Material:

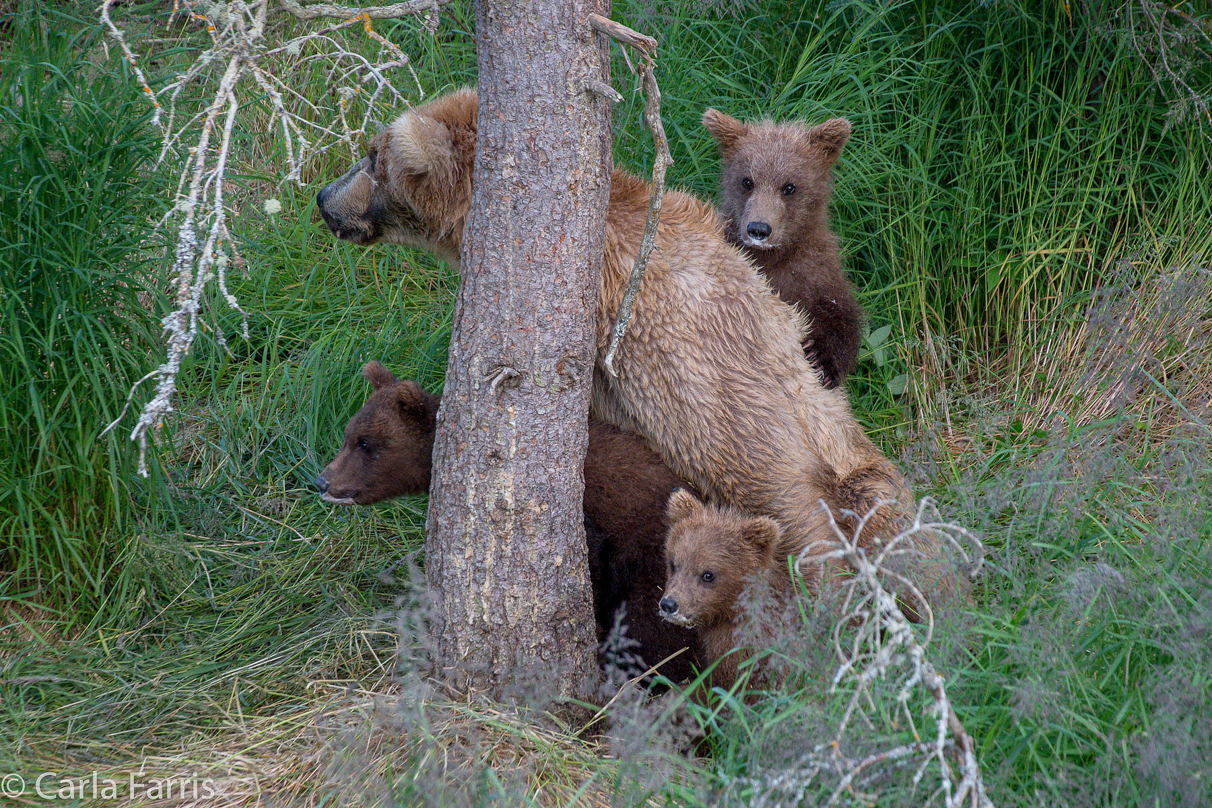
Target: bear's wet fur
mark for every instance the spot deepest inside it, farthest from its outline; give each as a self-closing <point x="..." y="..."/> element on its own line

--

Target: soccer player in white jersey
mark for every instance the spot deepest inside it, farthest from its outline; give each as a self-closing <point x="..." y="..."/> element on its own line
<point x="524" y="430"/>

Work to complete:
Report each line of the material above that contains the word "Target".

Final answer:
Target: bear's wet fur
Target: soccer player in white jersey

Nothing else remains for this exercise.